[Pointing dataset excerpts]

========

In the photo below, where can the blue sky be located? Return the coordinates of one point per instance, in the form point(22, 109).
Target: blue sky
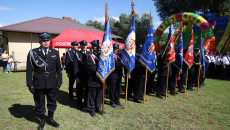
point(15, 11)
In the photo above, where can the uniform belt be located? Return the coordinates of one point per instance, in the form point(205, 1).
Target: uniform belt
point(45, 73)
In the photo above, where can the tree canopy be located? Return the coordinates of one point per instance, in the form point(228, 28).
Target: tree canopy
point(121, 27)
point(166, 8)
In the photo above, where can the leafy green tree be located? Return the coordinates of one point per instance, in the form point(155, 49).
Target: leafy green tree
point(121, 27)
point(166, 8)
point(95, 24)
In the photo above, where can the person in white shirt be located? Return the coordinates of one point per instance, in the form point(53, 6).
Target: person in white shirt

========

Substitute "striped shirt" for "white shirt" in the part of the material that opens with the line containing "In the photo above, where can the person" and runs through the end of the material. Change nothing else, and give back only that part.

In the photo above, where can the person in striped shirt be located? Return the coordinates of one point per instance, in the form point(53, 6).
Target: person in striped shirt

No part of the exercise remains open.